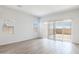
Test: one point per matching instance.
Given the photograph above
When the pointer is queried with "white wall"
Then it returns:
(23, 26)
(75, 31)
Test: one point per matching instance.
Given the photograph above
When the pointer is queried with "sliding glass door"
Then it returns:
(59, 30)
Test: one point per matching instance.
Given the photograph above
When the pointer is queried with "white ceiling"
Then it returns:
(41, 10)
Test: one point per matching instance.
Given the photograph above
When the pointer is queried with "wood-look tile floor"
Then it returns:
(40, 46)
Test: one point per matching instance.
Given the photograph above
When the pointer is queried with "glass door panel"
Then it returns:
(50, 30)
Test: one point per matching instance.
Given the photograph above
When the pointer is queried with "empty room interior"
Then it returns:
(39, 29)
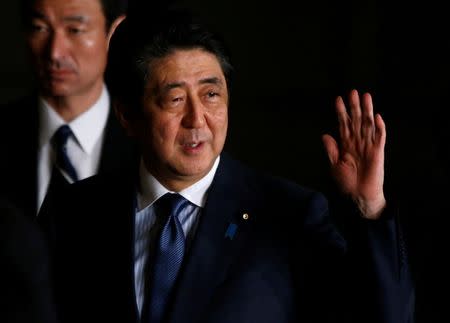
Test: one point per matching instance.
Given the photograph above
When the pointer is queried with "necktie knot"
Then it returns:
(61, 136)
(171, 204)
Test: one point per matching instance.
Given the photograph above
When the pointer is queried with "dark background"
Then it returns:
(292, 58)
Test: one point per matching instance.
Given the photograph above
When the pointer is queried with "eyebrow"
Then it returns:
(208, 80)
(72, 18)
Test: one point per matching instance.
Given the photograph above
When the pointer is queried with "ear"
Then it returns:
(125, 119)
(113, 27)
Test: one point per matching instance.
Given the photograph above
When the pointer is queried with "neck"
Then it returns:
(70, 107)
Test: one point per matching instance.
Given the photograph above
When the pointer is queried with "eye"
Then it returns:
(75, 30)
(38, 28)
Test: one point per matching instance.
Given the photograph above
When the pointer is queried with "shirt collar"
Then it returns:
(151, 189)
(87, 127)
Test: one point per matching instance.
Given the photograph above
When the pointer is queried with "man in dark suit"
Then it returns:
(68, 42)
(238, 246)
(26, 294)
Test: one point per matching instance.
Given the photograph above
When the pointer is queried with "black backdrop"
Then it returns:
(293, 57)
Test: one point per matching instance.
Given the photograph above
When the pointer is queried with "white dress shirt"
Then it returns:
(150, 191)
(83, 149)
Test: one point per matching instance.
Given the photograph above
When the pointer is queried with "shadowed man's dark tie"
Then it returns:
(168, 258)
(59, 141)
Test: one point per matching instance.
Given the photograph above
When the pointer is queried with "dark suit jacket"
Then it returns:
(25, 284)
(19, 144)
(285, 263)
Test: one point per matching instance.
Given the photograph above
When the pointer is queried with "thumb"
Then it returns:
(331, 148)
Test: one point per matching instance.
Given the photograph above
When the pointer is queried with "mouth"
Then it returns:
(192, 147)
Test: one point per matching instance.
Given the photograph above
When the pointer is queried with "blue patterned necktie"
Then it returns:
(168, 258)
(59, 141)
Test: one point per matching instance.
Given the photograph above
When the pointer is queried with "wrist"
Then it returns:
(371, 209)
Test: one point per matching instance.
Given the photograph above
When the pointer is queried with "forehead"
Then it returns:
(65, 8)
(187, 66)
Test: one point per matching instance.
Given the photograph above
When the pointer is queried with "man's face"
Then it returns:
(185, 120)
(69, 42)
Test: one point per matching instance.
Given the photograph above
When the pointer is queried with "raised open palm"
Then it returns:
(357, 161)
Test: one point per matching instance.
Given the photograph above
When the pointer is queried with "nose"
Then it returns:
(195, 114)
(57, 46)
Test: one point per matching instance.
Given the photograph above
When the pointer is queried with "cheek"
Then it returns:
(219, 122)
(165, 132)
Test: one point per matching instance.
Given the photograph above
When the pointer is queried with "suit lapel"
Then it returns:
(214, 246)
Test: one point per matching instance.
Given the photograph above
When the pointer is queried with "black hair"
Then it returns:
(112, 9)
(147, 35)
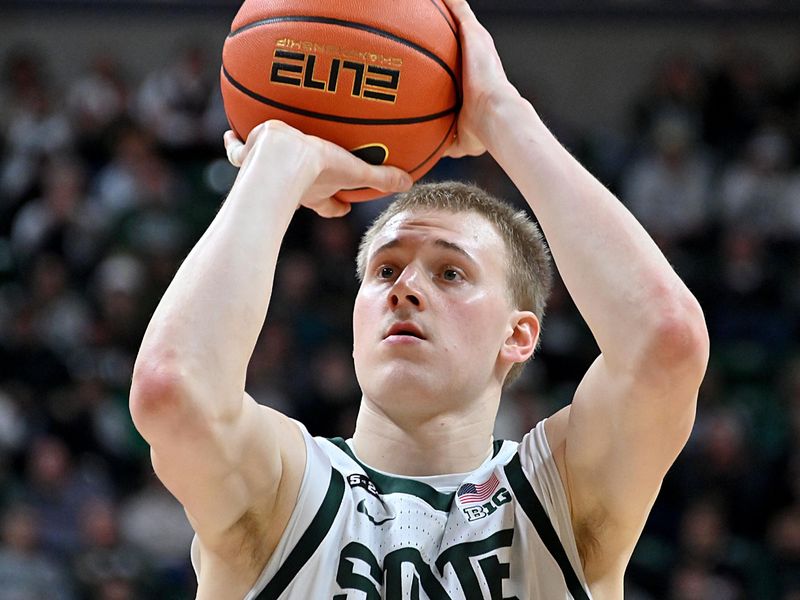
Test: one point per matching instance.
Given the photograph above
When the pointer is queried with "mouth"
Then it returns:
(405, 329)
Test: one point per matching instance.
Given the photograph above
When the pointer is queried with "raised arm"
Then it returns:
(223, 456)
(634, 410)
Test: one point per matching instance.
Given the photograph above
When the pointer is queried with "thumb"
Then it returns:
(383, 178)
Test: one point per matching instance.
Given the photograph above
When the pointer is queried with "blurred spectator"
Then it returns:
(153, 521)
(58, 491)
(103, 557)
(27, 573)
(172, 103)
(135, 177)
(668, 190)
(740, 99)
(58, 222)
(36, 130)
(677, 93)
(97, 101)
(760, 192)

===============

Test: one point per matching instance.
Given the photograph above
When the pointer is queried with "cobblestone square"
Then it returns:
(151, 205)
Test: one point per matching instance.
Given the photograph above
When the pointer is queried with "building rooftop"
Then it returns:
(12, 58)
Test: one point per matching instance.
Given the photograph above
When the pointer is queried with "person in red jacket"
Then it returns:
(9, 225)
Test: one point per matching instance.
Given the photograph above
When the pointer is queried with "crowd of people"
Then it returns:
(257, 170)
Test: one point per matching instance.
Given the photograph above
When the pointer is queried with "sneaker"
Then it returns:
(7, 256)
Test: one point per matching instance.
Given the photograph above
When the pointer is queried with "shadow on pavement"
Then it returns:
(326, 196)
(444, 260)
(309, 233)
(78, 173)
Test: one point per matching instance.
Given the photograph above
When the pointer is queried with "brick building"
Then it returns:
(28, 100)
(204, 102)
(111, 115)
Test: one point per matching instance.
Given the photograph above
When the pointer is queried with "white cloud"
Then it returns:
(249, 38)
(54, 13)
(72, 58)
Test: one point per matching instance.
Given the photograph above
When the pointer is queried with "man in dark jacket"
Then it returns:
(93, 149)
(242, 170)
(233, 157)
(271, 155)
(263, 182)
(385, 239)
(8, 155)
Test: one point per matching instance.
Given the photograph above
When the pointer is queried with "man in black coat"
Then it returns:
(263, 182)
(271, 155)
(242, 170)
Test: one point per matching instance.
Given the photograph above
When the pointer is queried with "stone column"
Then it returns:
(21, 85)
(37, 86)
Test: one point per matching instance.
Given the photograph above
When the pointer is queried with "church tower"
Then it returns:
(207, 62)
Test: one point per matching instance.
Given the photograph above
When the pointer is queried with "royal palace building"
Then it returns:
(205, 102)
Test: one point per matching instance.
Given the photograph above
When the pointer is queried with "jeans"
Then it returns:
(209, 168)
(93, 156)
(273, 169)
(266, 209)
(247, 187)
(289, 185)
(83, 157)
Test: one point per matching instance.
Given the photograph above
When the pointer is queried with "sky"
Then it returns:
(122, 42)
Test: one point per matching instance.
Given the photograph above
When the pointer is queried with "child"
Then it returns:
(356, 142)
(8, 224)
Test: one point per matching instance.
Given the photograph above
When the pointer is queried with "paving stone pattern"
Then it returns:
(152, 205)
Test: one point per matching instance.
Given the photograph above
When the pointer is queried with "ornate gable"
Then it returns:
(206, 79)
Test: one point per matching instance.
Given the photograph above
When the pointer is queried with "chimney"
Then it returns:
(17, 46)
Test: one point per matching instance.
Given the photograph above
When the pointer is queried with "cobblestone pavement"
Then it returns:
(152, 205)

===============

◆ Aim: Find and copy each line of the listing above that contains the word "necktie".

◆ The result:
When the pointer is queried with "necktie knot"
When the pointer is queried with "blue patterned necktie"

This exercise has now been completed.